▶ _SOURCE RECORDS_
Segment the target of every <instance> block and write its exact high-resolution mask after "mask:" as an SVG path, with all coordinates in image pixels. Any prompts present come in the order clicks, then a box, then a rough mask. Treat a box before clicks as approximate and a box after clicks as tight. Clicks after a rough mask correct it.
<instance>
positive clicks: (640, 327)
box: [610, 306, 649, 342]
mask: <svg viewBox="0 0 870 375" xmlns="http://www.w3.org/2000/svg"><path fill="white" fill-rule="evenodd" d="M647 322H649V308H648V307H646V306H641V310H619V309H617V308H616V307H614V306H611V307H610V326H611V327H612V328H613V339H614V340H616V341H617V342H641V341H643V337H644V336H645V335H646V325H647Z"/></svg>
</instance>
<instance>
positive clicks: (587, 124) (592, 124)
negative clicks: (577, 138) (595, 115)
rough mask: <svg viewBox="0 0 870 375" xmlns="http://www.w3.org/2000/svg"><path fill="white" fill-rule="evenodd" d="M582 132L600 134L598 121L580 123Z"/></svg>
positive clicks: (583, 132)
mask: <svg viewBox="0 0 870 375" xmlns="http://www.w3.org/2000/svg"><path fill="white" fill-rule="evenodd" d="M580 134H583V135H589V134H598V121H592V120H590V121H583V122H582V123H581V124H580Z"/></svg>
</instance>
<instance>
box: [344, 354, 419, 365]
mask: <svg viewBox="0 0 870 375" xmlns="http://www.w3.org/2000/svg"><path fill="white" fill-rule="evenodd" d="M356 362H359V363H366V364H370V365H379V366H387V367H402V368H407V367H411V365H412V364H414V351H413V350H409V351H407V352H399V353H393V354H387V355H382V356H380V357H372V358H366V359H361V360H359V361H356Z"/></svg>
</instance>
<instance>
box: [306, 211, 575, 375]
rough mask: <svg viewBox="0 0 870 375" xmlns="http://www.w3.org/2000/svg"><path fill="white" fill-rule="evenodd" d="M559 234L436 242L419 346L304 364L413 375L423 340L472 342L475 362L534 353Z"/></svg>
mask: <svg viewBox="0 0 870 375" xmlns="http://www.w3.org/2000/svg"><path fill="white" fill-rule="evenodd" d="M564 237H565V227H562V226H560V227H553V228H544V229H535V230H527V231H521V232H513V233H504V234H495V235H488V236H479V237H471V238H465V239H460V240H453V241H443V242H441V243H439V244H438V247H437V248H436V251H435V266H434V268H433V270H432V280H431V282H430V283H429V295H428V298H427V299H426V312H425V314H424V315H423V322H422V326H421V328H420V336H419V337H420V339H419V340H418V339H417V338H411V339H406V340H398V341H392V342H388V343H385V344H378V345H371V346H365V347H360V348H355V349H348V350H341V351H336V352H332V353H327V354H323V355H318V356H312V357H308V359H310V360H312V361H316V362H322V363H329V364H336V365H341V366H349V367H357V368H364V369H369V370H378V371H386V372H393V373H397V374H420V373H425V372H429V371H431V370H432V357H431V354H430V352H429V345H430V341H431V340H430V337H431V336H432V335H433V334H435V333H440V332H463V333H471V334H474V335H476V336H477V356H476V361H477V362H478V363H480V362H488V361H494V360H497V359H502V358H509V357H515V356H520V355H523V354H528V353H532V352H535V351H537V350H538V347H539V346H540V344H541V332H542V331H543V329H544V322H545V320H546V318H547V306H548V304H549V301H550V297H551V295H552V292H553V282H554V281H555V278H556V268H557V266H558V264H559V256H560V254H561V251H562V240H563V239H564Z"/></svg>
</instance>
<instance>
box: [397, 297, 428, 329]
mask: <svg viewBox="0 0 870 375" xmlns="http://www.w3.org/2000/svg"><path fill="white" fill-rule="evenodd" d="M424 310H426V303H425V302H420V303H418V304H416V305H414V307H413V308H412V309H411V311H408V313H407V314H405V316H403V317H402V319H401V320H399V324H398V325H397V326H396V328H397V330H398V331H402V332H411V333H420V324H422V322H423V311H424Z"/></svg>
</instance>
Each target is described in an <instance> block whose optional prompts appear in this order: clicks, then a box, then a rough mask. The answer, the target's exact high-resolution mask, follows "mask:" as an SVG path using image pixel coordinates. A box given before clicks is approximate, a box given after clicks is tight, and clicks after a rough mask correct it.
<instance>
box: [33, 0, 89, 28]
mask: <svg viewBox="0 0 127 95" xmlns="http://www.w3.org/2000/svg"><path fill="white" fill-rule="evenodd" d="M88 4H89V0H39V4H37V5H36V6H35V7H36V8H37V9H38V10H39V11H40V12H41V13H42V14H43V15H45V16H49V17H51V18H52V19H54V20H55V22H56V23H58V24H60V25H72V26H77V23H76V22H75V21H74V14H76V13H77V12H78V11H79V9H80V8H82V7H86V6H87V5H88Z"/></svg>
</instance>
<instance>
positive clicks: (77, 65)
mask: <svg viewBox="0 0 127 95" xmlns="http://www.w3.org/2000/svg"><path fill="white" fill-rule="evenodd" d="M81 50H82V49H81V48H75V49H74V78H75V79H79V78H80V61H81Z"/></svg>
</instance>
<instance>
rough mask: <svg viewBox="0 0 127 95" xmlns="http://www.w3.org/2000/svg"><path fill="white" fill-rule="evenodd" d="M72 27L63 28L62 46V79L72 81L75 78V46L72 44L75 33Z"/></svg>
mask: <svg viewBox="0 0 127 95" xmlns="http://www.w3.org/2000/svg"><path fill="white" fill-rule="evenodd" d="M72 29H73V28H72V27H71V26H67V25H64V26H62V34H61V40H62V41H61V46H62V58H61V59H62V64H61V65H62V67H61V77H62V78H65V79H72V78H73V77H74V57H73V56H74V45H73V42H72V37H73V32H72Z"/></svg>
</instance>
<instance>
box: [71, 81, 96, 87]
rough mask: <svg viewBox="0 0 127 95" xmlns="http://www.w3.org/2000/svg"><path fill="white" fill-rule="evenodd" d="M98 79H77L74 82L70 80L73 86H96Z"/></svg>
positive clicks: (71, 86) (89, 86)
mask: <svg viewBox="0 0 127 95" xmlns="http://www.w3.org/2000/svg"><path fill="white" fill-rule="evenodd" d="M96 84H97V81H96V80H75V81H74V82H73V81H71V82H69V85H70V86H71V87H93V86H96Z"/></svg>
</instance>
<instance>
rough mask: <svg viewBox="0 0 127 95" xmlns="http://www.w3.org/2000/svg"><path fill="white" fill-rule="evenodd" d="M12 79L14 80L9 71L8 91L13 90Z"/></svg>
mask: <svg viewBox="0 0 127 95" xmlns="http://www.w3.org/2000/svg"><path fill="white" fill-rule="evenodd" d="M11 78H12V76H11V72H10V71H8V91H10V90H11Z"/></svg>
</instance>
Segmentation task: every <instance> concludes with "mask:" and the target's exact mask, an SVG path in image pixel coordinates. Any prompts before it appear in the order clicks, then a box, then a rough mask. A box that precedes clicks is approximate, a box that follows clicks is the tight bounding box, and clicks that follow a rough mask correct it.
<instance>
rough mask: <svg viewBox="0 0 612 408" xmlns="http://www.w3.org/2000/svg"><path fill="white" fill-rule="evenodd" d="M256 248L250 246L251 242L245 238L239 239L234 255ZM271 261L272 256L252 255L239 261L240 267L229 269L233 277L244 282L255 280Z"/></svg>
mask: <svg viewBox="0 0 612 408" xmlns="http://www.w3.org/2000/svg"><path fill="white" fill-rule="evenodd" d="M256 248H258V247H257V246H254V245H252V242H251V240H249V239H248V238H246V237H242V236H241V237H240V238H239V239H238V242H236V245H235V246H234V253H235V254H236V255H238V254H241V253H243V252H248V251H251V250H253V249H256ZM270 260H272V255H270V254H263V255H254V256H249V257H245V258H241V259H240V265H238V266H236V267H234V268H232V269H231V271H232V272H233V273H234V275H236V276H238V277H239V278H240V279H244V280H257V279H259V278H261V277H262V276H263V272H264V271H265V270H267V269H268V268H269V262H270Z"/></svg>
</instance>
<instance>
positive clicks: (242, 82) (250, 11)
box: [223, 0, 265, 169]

▶ _PROBLEM TO SOLVE_
Show each line from the records above that contains the word "positive", copying every such line in full.

▶ _FINISHED EXERCISE_
positive clicks: (640, 327)
positive clicks: (587, 124) (592, 124)
positive clicks: (583, 132)
positive clicks: (77, 65)
positive clicks: (71, 86) (89, 86)
positive clicks: (242, 82) (250, 11)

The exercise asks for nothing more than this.